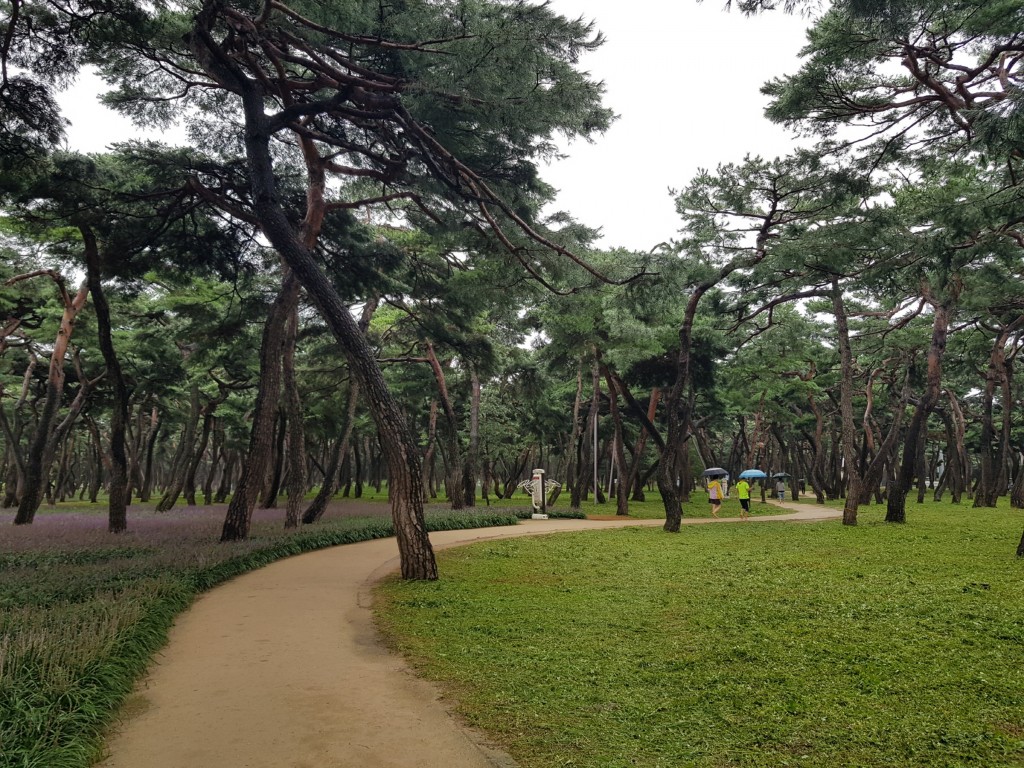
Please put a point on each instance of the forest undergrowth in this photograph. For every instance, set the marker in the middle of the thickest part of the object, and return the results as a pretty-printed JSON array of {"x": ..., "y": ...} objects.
[
  {"x": 83, "y": 611},
  {"x": 734, "y": 645}
]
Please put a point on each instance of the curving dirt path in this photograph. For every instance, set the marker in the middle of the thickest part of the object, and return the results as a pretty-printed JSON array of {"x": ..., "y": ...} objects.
[{"x": 282, "y": 668}]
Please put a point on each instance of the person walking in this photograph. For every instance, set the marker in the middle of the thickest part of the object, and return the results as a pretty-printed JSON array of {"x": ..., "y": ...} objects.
[
  {"x": 780, "y": 488},
  {"x": 715, "y": 496},
  {"x": 743, "y": 492}
]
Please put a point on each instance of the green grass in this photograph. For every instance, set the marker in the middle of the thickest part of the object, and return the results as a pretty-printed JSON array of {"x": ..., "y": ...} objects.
[
  {"x": 82, "y": 611},
  {"x": 768, "y": 644}
]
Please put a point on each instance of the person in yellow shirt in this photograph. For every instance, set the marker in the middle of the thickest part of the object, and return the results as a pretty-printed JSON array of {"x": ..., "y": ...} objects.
[
  {"x": 715, "y": 496},
  {"x": 743, "y": 492}
]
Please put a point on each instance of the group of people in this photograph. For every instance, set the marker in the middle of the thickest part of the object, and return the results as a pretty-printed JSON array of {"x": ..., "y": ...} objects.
[{"x": 716, "y": 494}]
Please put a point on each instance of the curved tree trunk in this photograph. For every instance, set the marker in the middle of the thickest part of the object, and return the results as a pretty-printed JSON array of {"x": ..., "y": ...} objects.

## Your task
Write out every item above word for word, leaving out the pictures.

## Finished exercise
Please put a point on each instance of the forest undergrowth in this photograph. For every instance, set the marker in the middle of the thickest part of the object, and return the results as a pretty-printed JSON array of {"x": ..., "y": ...} objects.
[
  {"x": 83, "y": 611},
  {"x": 734, "y": 645}
]
Please put a point on each instance of the curving dirt path in this photograph. For every instance, set the marker in the middle of the thickest part of the object, and return the results as a pretty-printed JSON array of {"x": ..., "y": ...} objects.
[{"x": 282, "y": 668}]
Please put a point on each instance of the person walking in this photograph. For every instance, set the marker in the middle of the thickest part of the object, and return the results as a pretty-printed JSON array of {"x": ..., "y": ...} objects.
[
  {"x": 780, "y": 488},
  {"x": 715, "y": 496},
  {"x": 743, "y": 492}
]
Please put a point on each instance of the green grass in this photograph. For every instance, set the marker in the middle of the thickest part of the object, and return the results as a pretty-printed JSON array of {"x": ..., "y": ...} objects.
[
  {"x": 82, "y": 611},
  {"x": 768, "y": 644}
]
Please put a point on each instance of the person in yellow shirt in this photograph. For every instance, set the marker in the middle of the thickest part of the object, and return the results as a pretty-printed JSON array of {"x": ..., "y": ...} objects.
[
  {"x": 715, "y": 496},
  {"x": 743, "y": 492}
]
Please put a point on each instance of the group of people in this photograph. For every instance, set the marker in the middle of the thickest part of the object, and return the results as a pretty-printed JSON array of {"x": ..., "y": ...} objects.
[{"x": 716, "y": 494}]
Please put a point on each instance of the curved tree trunk in this photograph. For every instance, set the marker in the middle of the thickest part of the object, and return the results as a pretty-printed JSON array of {"x": ..., "y": ...} objects.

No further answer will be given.